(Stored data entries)
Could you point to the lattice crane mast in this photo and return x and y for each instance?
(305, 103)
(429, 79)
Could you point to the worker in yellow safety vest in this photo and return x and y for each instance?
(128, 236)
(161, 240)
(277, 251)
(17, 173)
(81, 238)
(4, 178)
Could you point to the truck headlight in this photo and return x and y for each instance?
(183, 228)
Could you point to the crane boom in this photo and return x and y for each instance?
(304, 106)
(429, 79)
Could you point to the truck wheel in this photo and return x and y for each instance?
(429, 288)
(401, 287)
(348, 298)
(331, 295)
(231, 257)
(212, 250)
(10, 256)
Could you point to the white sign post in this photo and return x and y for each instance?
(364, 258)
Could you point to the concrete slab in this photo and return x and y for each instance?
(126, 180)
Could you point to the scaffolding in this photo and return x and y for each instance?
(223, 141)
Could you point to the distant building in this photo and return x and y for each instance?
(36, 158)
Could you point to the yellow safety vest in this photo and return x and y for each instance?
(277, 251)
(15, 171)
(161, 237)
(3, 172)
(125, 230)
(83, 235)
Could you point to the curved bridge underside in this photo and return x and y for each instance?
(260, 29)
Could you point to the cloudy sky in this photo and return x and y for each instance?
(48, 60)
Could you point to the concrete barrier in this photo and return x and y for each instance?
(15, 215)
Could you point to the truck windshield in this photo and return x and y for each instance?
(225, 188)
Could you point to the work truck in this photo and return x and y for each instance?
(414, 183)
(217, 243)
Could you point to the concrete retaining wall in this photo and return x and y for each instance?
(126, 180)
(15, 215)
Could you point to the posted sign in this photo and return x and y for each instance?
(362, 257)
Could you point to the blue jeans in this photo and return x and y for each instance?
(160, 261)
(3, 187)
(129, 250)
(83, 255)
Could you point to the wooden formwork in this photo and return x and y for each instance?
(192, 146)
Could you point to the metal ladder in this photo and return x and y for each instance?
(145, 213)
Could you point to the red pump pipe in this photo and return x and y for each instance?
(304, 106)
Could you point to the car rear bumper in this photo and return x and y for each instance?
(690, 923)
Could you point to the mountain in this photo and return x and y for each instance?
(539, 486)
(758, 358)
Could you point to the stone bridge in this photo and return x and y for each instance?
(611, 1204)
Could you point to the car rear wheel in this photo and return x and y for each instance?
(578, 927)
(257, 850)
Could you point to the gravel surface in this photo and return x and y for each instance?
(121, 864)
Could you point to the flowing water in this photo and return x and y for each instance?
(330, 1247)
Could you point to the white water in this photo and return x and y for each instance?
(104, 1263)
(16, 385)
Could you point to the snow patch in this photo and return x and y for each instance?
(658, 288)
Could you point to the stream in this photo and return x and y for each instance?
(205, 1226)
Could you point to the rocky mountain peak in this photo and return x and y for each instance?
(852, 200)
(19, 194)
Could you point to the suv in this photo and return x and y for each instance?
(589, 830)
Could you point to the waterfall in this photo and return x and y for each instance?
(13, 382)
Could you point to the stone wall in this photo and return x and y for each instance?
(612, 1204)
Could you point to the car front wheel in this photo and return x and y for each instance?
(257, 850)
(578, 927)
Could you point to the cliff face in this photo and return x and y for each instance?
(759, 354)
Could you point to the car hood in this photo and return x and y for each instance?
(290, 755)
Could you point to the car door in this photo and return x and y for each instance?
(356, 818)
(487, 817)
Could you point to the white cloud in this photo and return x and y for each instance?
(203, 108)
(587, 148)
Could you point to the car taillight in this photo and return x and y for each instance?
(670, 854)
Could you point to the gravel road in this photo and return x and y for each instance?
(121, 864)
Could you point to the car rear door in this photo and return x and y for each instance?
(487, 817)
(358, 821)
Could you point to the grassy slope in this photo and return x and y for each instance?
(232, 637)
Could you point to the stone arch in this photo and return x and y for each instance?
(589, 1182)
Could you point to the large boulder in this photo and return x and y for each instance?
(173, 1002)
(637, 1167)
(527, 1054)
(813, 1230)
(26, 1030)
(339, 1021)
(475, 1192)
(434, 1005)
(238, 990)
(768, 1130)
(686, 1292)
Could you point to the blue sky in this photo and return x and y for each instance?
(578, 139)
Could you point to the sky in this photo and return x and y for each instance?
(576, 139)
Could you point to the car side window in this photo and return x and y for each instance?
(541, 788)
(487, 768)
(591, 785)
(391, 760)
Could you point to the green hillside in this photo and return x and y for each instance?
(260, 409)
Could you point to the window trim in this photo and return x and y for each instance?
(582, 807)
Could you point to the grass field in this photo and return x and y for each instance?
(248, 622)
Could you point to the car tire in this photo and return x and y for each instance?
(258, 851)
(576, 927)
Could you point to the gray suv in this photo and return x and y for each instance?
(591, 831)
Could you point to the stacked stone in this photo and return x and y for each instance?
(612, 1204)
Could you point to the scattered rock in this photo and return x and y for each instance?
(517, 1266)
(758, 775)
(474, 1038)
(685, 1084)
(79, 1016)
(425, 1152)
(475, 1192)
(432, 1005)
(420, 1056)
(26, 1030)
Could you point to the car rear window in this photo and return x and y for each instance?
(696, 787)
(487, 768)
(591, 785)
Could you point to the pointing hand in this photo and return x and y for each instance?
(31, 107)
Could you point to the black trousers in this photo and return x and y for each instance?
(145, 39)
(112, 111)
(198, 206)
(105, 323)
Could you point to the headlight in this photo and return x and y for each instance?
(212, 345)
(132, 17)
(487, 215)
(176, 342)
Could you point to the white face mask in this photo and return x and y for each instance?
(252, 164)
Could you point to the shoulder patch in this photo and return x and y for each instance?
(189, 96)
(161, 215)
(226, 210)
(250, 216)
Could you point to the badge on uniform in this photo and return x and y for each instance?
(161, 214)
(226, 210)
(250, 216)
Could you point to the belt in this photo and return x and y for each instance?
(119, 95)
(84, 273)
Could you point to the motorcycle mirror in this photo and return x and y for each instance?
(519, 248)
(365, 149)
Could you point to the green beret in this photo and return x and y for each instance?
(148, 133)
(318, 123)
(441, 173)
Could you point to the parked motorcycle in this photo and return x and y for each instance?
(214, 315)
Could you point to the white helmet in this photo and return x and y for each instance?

** Task description **
Please reproduce all of the records exactly as they stand.

** Reply **
Could you point to the lattice crane mast in this photo and return x and y for each instance?
(305, 103)
(429, 79)
Could you point to the worker in yellow safety vest in this photo and return x and y for each instance?
(128, 236)
(161, 240)
(277, 251)
(17, 173)
(81, 238)
(4, 178)
Could you point to the truck headlight in this photo and return x and y for each instance?
(183, 228)
Could you point to the crane boom in this photo and return x and y for each instance?
(304, 106)
(429, 79)
Could you point to the truck wheel in this photo and return x and y for each instance?
(429, 288)
(401, 287)
(348, 298)
(331, 295)
(231, 257)
(212, 250)
(10, 256)
Could you point to the white sign post in this photo and return x and y for each instance?
(364, 258)
Could you point to the concrete slab in this photo and return x and y for each instance?
(126, 180)
Could you point to the scaffolding in this photo and return x and y for each instance?
(223, 141)
Could you point to the distant building in this photo and return x and y for each instance?
(36, 158)
Could you point to the yellow safety vest in this photo and return x and y for each instance?
(277, 251)
(15, 171)
(161, 237)
(3, 172)
(125, 230)
(83, 235)
Could you point to the curved bridge underside in this photo and return x and y for each instance?
(260, 29)
Could you point to the cloudy sky in this photo and return x and y for each instance?
(48, 60)
Could you point to the concrete barrier in this photo and return x and y for each instance?
(15, 215)
Could you point to the truck windshield in this photo and return x and y for each instance?
(225, 188)
Could you point to the work truck in this photo and return x and y for each instance?
(414, 183)
(217, 243)
Could you point to the concrete retaining wall in this photo and return x and y for each instance?
(126, 180)
(15, 215)
Could you point to the posted sign in this photo and return x and y for each instance?
(362, 257)
Could you point to the blue jeans in this photo and return x and y for each instance?
(160, 261)
(3, 187)
(129, 250)
(83, 255)
Could you point to the wooden formwork in this photo and return x and y for each instance?
(192, 146)
Could you point to the metal ladder in this photo and return x and y for each instance?
(145, 213)
Could you point to the red pump pipe in this photo and return x and y for each instance?
(304, 106)
Could you point to the car rear bumper in this photo and return x and y for each instance?
(690, 923)
Could you point to the mountain in this photo and return x and y for each instance?
(539, 486)
(758, 358)
Could you point to the stone bridge in this photo and return x and y for each instance?
(611, 1204)
Could you point to the car rear wheel in this photo and return x and y for each instance?
(578, 927)
(257, 850)
Could you point to the gravel surface in this photo and return x and y for each instance?
(121, 864)
Could you point to the flowing water in this photo and return x and y for each instance?
(330, 1247)
Could you point to the white water in this photo and return x and y for each instance?
(104, 1263)
(16, 385)
Could you point to the snow patch in this photo and return x and y for each instance?
(658, 288)
Could you point to the stream in this photo and return x and y for each instance?
(205, 1226)
Could you point to the rocky mountain peak in this photo and return x and y for each instance?
(852, 200)
(19, 194)
Could you point to the suv in this photo and return x and y for each instance?
(589, 830)
Could you point to the waterfall in this photo and return x and y for each instance?
(13, 382)
Could you point to the stone wall in this photo and return x and y for each instance?
(612, 1204)
Could you point to the car front wheel in this photo and return x and y for each instance?
(257, 850)
(578, 927)
Could you point to the cliff face in this photo and return x and y for each instance?
(759, 354)
Could you point to the car hood in this photo and return x and y for each instance?
(290, 755)
Could you point to the car door in this photo and return x and y for each instance?
(356, 818)
(487, 817)
Could you point to the white cloud in this photo and return x and y for each instance?
(203, 108)
(587, 148)
Could you point to the car taillight in this photo and return x and y for each instance?
(670, 854)
Could you point to the gravel road in this photo and return x and y for each instance?
(121, 864)
Could you point to the car rear door in this photo and return x and y for each instance?
(487, 817)
(358, 821)
Could you point to the grassy slope in this photo and return x and y for each instance?
(232, 637)
Could you point to the stone arch in this photo and return x and y for each instance?
(589, 1182)
Could you point to the large boulder in this photo and return x and y for each instance?
(173, 1002)
(637, 1167)
(527, 1054)
(813, 1230)
(26, 1030)
(339, 1021)
(475, 1192)
(434, 1005)
(238, 990)
(768, 1130)
(686, 1292)
Could you point to the blue sky in this photo and return x and y for each instance?
(578, 139)
Could you point to the sky in this photo and return x and y for each instance?
(576, 139)
Could you point to the car side window in this photo and return x and y for each instance?
(541, 788)
(487, 768)
(591, 785)
(391, 760)
Could you point to the green hillside in this photo and return x and y for each instance?
(260, 409)
Could you point to the window trim in this photo and return x and y for each instance?
(582, 807)
Could you point to the grass field in this photo and return x and y for each instance?
(248, 622)
Could you point to the car tire in this photo and return x and y for each instance?
(258, 851)
(576, 927)
Could you point to the gray suv in this photo and return x and y for each instance?
(591, 831)
Could you point to the stacked stone in this photo and return x and y for each instance?
(612, 1204)
Could you point to the scattered rock in this photo and return x and y for each instance?
(517, 1266)
(758, 775)
(474, 1038)
(685, 1084)
(79, 1016)
(425, 1152)
(475, 1192)
(432, 1005)
(420, 1056)
(26, 1030)
Could you point to the car rear window in this photo and return x and y for each instance?
(696, 787)
(487, 768)
(591, 785)
Could you point to the pointing hand in this photo and return x and y for each instance?
(31, 107)
Could you point to the black trousers in this photo and return x and y for each instance?
(145, 39)
(112, 111)
(198, 206)
(105, 323)
Could you point to the headlight in this photo and return x and y for each instance?
(212, 345)
(132, 17)
(487, 215)
(176, 342)
Could you point to the white face mask in this photo and return x and y for each instance?
(252, 164)
Could you point to the shoulder patch in this photo and return x and y for each instance?
(189, 96)
(161, 215)
(226, 210)
(250, 216)
Could you point to the badge on uniform in this photo and return x and y for each instance?
(161, 214)
(226, 210)
(250, 216)
Could you point to the belt in this photo and return x and y for each instance?
(119, 95)
(84, 273)
Could you point to the motorcycle mirror in this photo and return x and y for each instance?
(519, 248)
(365, 149)
Could you point to the green beret in this photo and return x and y for each instance?
(148, 133)
(318, 123)
(441, 173)
Could you point to the parked motorcycle in this photo and return x and y for each instance?
(214, 315)
Could you point to the white helmet in this photo and return x and y for each instance?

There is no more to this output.